Word for word, repeat the entries, minus the pictures.

------------------------------------------------

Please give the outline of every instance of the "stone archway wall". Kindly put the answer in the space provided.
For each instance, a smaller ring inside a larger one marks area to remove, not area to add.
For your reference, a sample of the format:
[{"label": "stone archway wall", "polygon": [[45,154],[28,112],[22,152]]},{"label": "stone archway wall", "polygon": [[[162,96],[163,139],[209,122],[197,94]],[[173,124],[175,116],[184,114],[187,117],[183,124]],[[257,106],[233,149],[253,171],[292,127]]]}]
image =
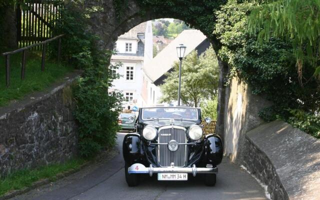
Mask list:
[{"label": "stone archway wall", "polygon": [[[179,2],[177,5],[166,6],[166,1],[161,2],[154,0],[148,1],[150,4],[144,4],[144,7],[142,7],[143,4],[140,2],[146,1],[88,0],[86,2],[86,7],[98,8],[98,12],[96,12],[91,18],[90,28],[102,39],[99,46],[105,49],[112,49],[114,42],[118,36],[134,26],[148,20],[170,18],[182,20],[201,30],[208,37],[216,53],[221,47],[219,40],[212,33],[214,28],[213,14],[214,10],[218,9],[220,5],[225,3],[225,0],[204,1],[202,4],[208,5],[199,5],[199,8],[202,8],[204,10],[198,12],[188,10],[190,9],[190,4],[201,4],[201,2],[186,1]],[[152,2],[154,2],[153,4]],[[157,3],[158,2],[159,2]],[[124,4],[120,4],[121,8],[120,11],[119,3],[121,2]],[[117,4],[118,8],[116,6]],[[196,6],[192,6],[196,8]],[[208,18],[210,18],[208,24],[202,21],[206,15]],[[239,160],[239,162],[241,162],[241,152],[244,141],[242,136],[261,124],[262,121],[258,116],[258,112],[260,108],[259,105],[263,104],[265,102],[263,98],[252,95],[247,86],[238,82],[236,80],[234,80],[230,85],[226,86],[226,77],[229,70],[228,66],[218,56],[218,61],[220,77],[216,131],[225,140],[226,154],[230,156],[232,160]],[[262,103],[254,106],[256,100]]]}]

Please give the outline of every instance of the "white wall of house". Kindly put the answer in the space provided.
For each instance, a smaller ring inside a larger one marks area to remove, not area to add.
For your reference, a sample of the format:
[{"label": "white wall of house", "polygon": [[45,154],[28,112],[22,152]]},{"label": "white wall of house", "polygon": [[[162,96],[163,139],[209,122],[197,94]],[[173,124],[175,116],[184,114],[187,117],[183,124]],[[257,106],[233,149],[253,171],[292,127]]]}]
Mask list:
[{"label": "white wall of house", "polygon": [[160,86],[154,84],[151,80],[144,72],[144,84],[142,90],[143,106],[168,106],[168,104],[160,102],[160,98],[162,96]]},{"label": "white wall of house", "polygon": [[[138,50],[138,42],[136,39],[122,39],[118,40],[116,44],[116,51],[120,54],[136,54]],[[128,48],[126,48],[126,44]],[[130,46],[131,44],[131,46]],[[131,46],[131,48],[130,48]]]},{"label": "white wall of house", "polygon": [[[138,38],[136,35],[132,34],[131,36]],[[112,56],[111,63],[114,64],[118,62],[122,63],[122,66],[116,70],[116,73],[122,77],[114,80],[112,82],[113,86],[108,92],[121,91],[124,94],[124,101],[122,104],[124,108],[128,106],[132,108],[134,106],[140,108],[146,104],[142,96],[144,79],[142,68],[144,62],[150,62],[153,57],[152,24],[150,21],[146,22],[144,40],[143,56],[140,54],[136,54],[139,40],[124,38],[122,36],[118,38],[116,42],[116,46],[114,50],[116,50],[118,54]]]},{"label": "white wall of house", "polygon": [[[124,106],[140,106],[141,86],[142,85],[142,60],[132,62],[130,60],[117,60],[122,63],[122,66],[116,70],[116,73],[122,75],[120,78],[114,80],[113,86],[110,88],[109,92],[122,91],[124,100]],[[112,62],[115,64],[115,62]],[[132,69],[133,68],[133,69]]]},{"label": "white wall of house", "polygon": [[151,61],[154,58],[153,34],[152,32],[152,23],[148,21],[146,23],[144,38],[144,64]]}]

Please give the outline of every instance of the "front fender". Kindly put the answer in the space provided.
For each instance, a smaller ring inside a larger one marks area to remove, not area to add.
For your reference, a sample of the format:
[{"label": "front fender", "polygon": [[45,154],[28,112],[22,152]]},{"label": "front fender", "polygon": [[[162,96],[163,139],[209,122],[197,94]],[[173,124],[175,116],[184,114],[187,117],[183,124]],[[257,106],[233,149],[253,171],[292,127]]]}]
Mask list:
[{"label": "front fender", "polygon": [[221,163],[223,153],[221,138],[216,135],[208,136],[204,140],[204,162],[216,166]]},{"label": "front fender", "polygon": [[136,134],[126,134],[122,143],[122,154],[124,161],[129,165],[139,162],[142,159],[140,136]]}]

------------------------------------------------

» Solution to the problem:
Please give the outline of every instance of the "stone archway wall". Kindly put the answer in the space provided.
For each instance, a smaller ring inside a larger one marks area to remove, not area to add.
For your reference, a sample of the format:
[{"label": "stone archway wall", "polygon": [[45,154],[28,112],[22,152]]},{"label": "stone archway wall", "polygon": [[[162,96],[163,139],[209,122],[197,94]],[[173,124],[175,116],[184,114],[187,117],[183,124]],[[257,106],[233,149],[253,171],[292,127]]]}]
image =
Mask list:
[{"label": "stone archway wall", "polygon": [[[179,2],[177,5],[166,6],[166,1],[161,2],[154,0],[148,1],[150,4],[144,4],[144,7],[142,7],[143,4],[140,2],[146,1],[88,0],[86,2],[86,7],[98,8],[98,12],[96,12],[91,18],[90,28],[102,39],[99,46],[105,49],[112,49],[114,42],[118,36],[134,26],[148,20],[170,18],[182,20],[201,30],[208,37],[216,53],[221,47],[219,40],[212,33],[214,28],[213,14],[214,10],[218,9],[220,5],[225,3],[225,0],[204,1],[202,4],[208,5],[199,5],[199,8],[202,8],[204,10],[198,12],[188,10],[190,9],[190,4],[201,4],[201,2],[186,1]],[[152,2],[154,2],[153,4]],[[157,3],[158,2],[159,2]],[[124,4],[120,4],[121,8],[120,11],[119,3],[121,2]],[[117,4],[118,8],[116,6]],[[196,6],[192,6],[196,8]],[[208,18],[210,18],[208,24],[202,21],[206,15]],[[239,160],[239,162],[241,162],[241,152],[244,141],[242,136],[261,124],[262,121],[258,116],[258,112],[260,108],[259,105],[263,104],[265,102],[263,98],[252,95],[247,86],[238,82],[236,80],[234,80],[230,85],[226,86],[226,77],[229,70],[228,66],[218,56],[218,61],[220,77],[216,131],[225,140],[226,154],[230,156],[232,160]],[[262,103],[254,106],[256,100]]]}]

Please give the outline of every instance of the "white wall of house". Kindly put the answer in the space provided.
For each instance, a smaller ring inside a larger one marks area to remove, not area to add.
For your reference, a sample of the format:
[{"label": "white wall of house", "polygon": [[45,154],[28,112],[22,152]]},{"label": "white wall of house", "polygon": [[[162,96],[163,139],[209,122],[197,94]],[[173,124],[175,116],[184,114],[187,117],[183,124]],[[257,106],[233,149],[253,171],[292,127]]]}]
Mask list:
[{"label": "white wall of house", "polygon": [[160,86],[154,84],[151,80],[144,72],[144,84],[142,90],[143,106],[168,106],[168,104],[160,102],[160,98],[162,96]]},{"label": "white wall of house", "polygon": [[[138,50],[138,42],[136,39],[122,39],[118,40],[116,44],[116,51],[120,54],[136,54]],[[128,48],[126,48],[126,44]],[[130,46],[131,44],[131,46]],[[131,46],[131,48],[130,48]]]},{"label": "white wall of house", "polygon": [[[138,38],[136,35],[132,34],[131,36]],[[112,56],[111,63],[114,64],[118,62],[122,63],[122,66],[116,70],[116,73],[122,77],[114,80],[112,82],[113,86],[108,92],[121,91],[124,94],[124,101],[122,104],[124,108],[128,106],[132,108],[134,106],[140,108],[146,104],[142,96],[144,79],[142,68],[144,62],[150,62],[153,57],[152,24],[150,21],[146,22],[144,40],[143,56],[140,54],[136,54],[139,40],[124,38],[122,36],[118,38],[116,42],[116,46],[114,50],[116,50],[118,54]]]},{"label": "white wall of house", "polygon": [[[124,106],[140,106],[141,86],[142,85],[142,60],[132,62],[130,60],[117,60],[122,63],[122,66],[116,70],[116,73],[122,75],[120,78],[114,80],[113,86],[110,88],[109,92],[122,91],[124,100]],[[112,62],[115,64],[115,62]],[[132,69],[133,68],[133,69]]]},{"label": "white wall of house", "polygon": [[151,61],[154,58],[153,34],[152,32],[152,23],[148,21],[146,23],[144,38],[144,64]]}]

Please give the outline of every instance of the "front fender". Kindly put the answer in the space provided.
For each instance, a smaller ring inside a larger one marks area to remove, not area to add.
For your reference, a sample of the format:
[{"label": "front fender", "polygon": [[45,154],[28,112],[22,152]]},{"label": "front fender", "polygon": [[[162,96],[163,139],[209,122],[197,94]],[[173,124],[175,116],[184,114],[187,117],[183,124]],[[257,106],[233,149],[253,171],[292,127]]]}]
Mask list:
[{"label": "front fender", "polygon": [[221,163],[223,153],[221,138],[216,135],[208,136],[204,140],[204,162],[216,166]]},{"label": "front fender", "polygon": [[136,134],[126,134],[122,143],[122,154],[124,161],[129,165],[139,162],[142,159],[140,136]]}]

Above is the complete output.